### [SOURCE MATERIAL]
___
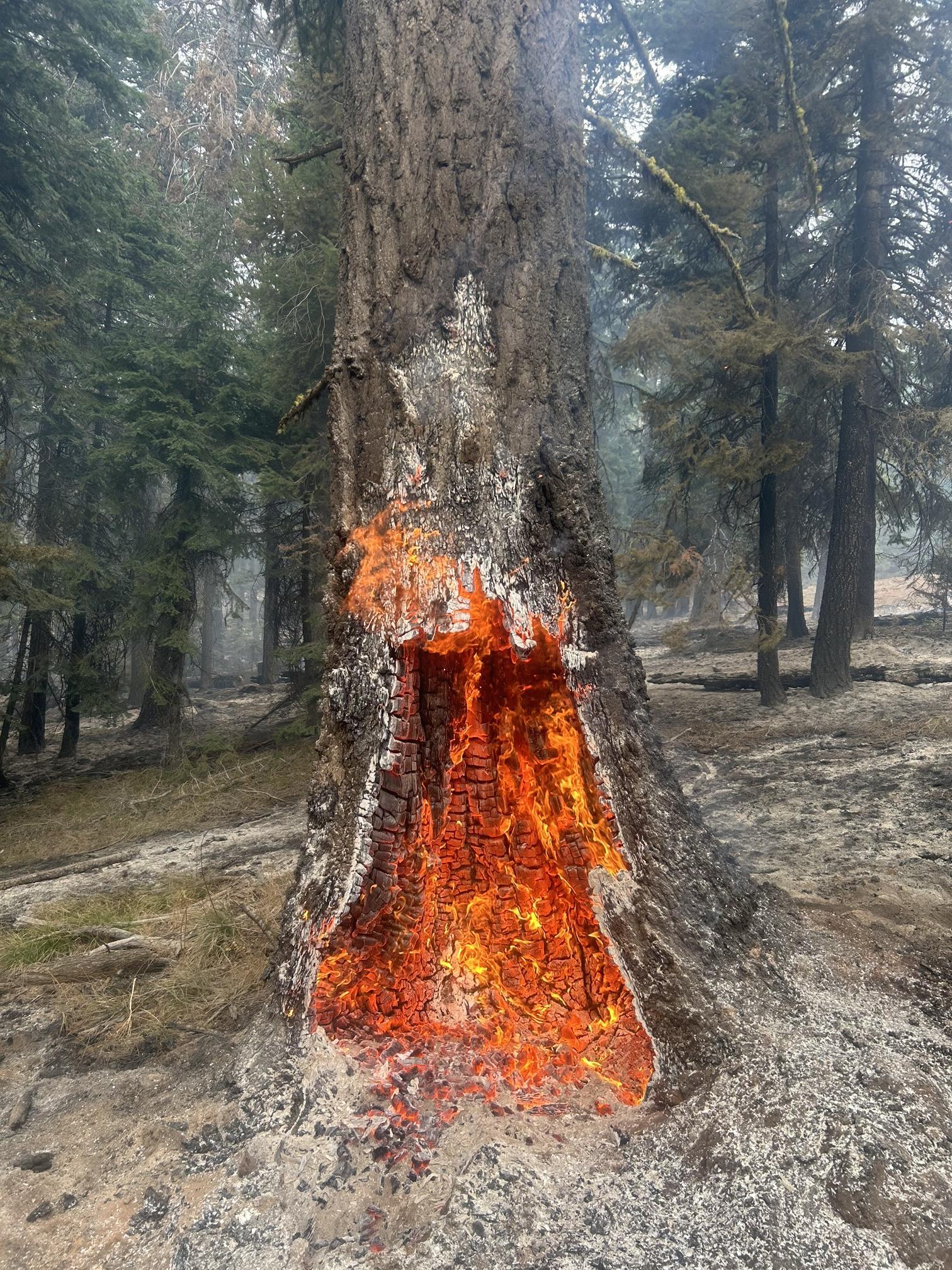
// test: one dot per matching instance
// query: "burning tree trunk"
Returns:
(503, 883)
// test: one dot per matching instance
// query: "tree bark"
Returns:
(768, 665)
(164, 697)
(139, 670)
(864, 614)
(210, 626)
(853, 503)
(463, 493)
(271, 610)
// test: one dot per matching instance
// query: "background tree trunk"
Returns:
(17, 678)
(463, 459)
(211, 610)
(853, 503)
(271, 611)
(794, 571)
(164, 697)
(768, 665)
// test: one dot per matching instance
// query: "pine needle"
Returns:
(796, 111)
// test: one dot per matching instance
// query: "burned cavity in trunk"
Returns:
(472, 949)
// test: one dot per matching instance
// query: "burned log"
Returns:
(503, 886)
(719, 681)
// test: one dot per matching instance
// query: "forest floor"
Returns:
(163, 1127)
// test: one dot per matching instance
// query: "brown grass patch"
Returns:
(225, 932)
(74, 817)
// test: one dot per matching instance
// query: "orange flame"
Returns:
(473, 940)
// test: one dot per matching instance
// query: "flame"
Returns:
(473, 944)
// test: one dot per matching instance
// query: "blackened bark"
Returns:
(139, 670)
(164, 699)
(460, 411)
(864, 614)
(851, 534)
(210, 626)
(820, 578)
(768, 666)
(74, 692)
(794, 569)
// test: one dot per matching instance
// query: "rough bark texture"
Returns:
(461, 430)
(768, 666)
(17, 678)
(32, 737)
(164, 697)
(851, 535)
(271, 611)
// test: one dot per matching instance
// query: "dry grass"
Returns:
(79, 816)
(225, 931)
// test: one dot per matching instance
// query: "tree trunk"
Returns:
(271, 612)
(32, 737)
(72, 695)
(794, 569)
(13, 697)
(210, 626)
(488, 785)
(768, 634)
(851, 535)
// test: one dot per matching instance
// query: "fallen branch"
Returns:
(602, 253)
(130, 957)
(719, 234)
(103, 934)
(76, 866)
(715, 682)
(790, 88)
(640, 51)
(318, 152)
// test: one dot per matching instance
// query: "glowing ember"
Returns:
(472, 947)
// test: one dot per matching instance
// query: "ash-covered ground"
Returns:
(823, 1143)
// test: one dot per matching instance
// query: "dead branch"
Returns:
(28, 879)
(654, 172)
(318, 152)
(640, 51)
(718, 682)
(305, 401)
(130, 957)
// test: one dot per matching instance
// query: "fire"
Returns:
(473, 946)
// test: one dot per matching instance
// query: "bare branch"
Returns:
(305, 401)
(640, 51)
(602, 253)
(318, 152)
(660, 177)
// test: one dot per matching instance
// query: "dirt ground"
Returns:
(824, 1145)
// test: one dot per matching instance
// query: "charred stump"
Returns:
(503, 881)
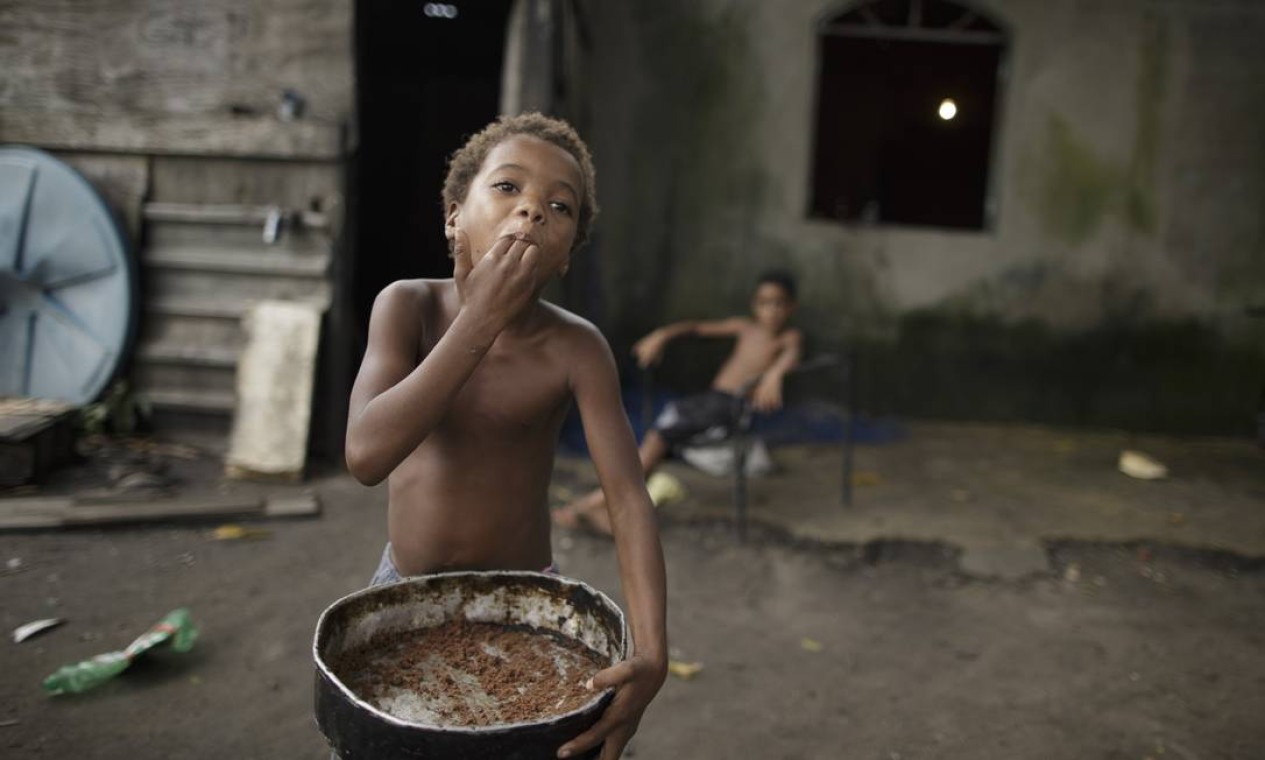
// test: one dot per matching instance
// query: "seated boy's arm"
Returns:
(649, 349)
(595, 383)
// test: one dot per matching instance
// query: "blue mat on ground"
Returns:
(805, 422)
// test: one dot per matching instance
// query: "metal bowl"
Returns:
(356, 729)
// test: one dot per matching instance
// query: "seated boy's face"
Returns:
(529, 187)
(772, 305)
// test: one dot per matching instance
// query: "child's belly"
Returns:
(448, 519)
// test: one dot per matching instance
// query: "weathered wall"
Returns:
(171, 109)
(1130, 177)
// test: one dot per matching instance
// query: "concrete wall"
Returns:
(1129, 238)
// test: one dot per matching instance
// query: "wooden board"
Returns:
(36, 435)
(58, 512)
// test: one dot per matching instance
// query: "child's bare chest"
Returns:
(510, 397)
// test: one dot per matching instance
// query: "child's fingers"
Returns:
(530, 256)
(462, 263)
(612, 677)
(593, 736)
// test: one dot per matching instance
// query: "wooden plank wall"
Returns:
(176, 101)
(176, 76)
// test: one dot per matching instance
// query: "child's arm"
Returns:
(396, 401)
(768, 392)
(595, 382)
(649, 349)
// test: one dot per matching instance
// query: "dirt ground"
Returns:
(807, 651)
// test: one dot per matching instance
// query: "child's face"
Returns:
(772, 305)
(525, 186)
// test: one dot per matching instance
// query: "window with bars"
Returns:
(907, 96)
___
### [WHAT TO PRODUCE]
Your copy of the data above should match it exactly, except that pictures are left out.

### [RESPONSE TO THE EXERCISE]
// test: one dot per matching instance
// query: "burning tree trunk"
Returns:
(503, 883)
// test: one dot per matching instance
// query: "tree bark"
Returns:
(768, 665)
(164, 697)
(139, 670)
(864, 614)
(210, 626)
(853, 503)
(463, 493)
(271, 610)
// test: one dot per matching instance
// query: "background tree trunk"
Returns:
(17, 678)
(463, 459)
(211, 610)
(853, 503)
(271, 611)
(794, 571)
(164, 697)
(768, 665)
// test: one dot per matching instance
// query: "pine needle"
Returns:
(796, 111)
// test: one dot per matching instance
// query: "burned cavity in trunk"
Returns:
(472, 949)
// test: one dot per matching instance
// query: "burned log"
Returns:
(503, 886)
(719, 681)
// test: one dot per matching instance
// query: "forest floor"
Returns:
(163, 1127)
// test: one dot per matching instance
// query: "brown grass patch"
Returns:
(225, 932)
(74, 817)
// test: one dot per matching instance
// query: "orange flame"
Returns:
(473, 940)
// test: one dot per matching instance
// query: "flame"
Returns:
(473, 944)
// test: one dot per matching instance
// query: "blackened bark"
Returns:
(139, 670)
(164, 699)
(460, 411)
(864, 614)
(851, 534)
(210, 626)
(820, 578)
(768, 666)
(74, 692)
(794, 569)
// test: one dot per matching instance
// query: "rough bark texture"
Returns:
(461, 430)
(768, 666)
(17, 678)
(32, 737)
(164, 697)
(851, 535)
(271, 611)
// test: one dot per matching instance
// query: "dry grass"
Returns:
(79, 816)
(225, 931)
// test: one dot per matching instance
// query: "tree trunk"
Returns:
(271, 612)
(32, 737)
(72, 695)
(794, 569)
(13, 697)
(210, 626)
(488, 785)
(768, 634)
(851, 535)
// test: one dot per matching instance
// query: "fallen branch"
Returns:
(602, 253)
(130, 957)
(719, 234)
(103, 934)
(76, 866)
(715, 682)
(790, 88)
(640, 51)
(318, 152)
// test: one dot per matching instance
// query: "glowing ember"
Returns:
(472, 947)
// test: one dot per matching instance
// query: "ash-covered ground"
Returns:
(823, 1143)
// test: one dot per matching instance
// query: "dead branch"
Returns:
(28, 879)
(654, 172)
(318, 152)
(640, 51)
(718, 682)
(305, 401)
(130, 957)
// test: one dot per matching instance
// query: "fire"
Returns:
(473, 946)
// test: one dot per matching instance
// query: "bare branch"
Returns:
(305, 401)
(640, 51)
(602, 253)
(318, 152)
(660, 177)
// test: one dot per matching instance
// query: "dirt ground"
Returns:
(824, 1145)
// test: one dot per matching instance
// query: "charred stump"
Returns:
(503, 881)
// test: one dot per matching instance
// query: "seated boy's arm"
Returns:
(649, 349)
(595, 383)
// test: one dot per matching instance
// query: "blue mat on ground"
Returns:
(805, 422)
// test: one dot per matching instance
// query: "metal bowl"
Returns:
(356, 729)
// test: one dot per matching instance
// query: "seated boy's face"
Returns:
(529, 187)
(772, 305)
// test: one dot per matching instance
// query: "child's belly"
Returns:
(448, 519)
// test: one dot per matching instance
// query: "weathered wall"
Returns:
(171, 109)
(1130, 177)
// test: one dot per matching instance
// query: "concrete wall"
Returns:
(1129, 238)
// test: one dot per matching instance
// query: "wooden board"
Returns:
(36, 435)
(58, 512)
// test: one dot per matching instance
// query: "child's bare chest"
Returns:
(510, 397)
// test: one dot per matching instance
// query: "child's fingers"
Returns:
(530, 256)
(462, 263)
(612, 677)
(593, 736)
// test: one dot per matching instance
// query: "wooden plank wall"
Returns:
(176, 101)
(176, 76)
// test: one dot per matching instance
// query: "child's arm"
Returns:
(396, 401)
(768, 392)
(595, 382)
(649, 349)
// test: one dot per matching instance
// query: "dirt ground"
Returns:
(807, 651)
// test: one dot per matching instance
// query: "child's face"
Returns:
(772, 305)
(525, 186)
// test: one dot per matching instance
// query: "window with bars"
Returns:
(907, 96)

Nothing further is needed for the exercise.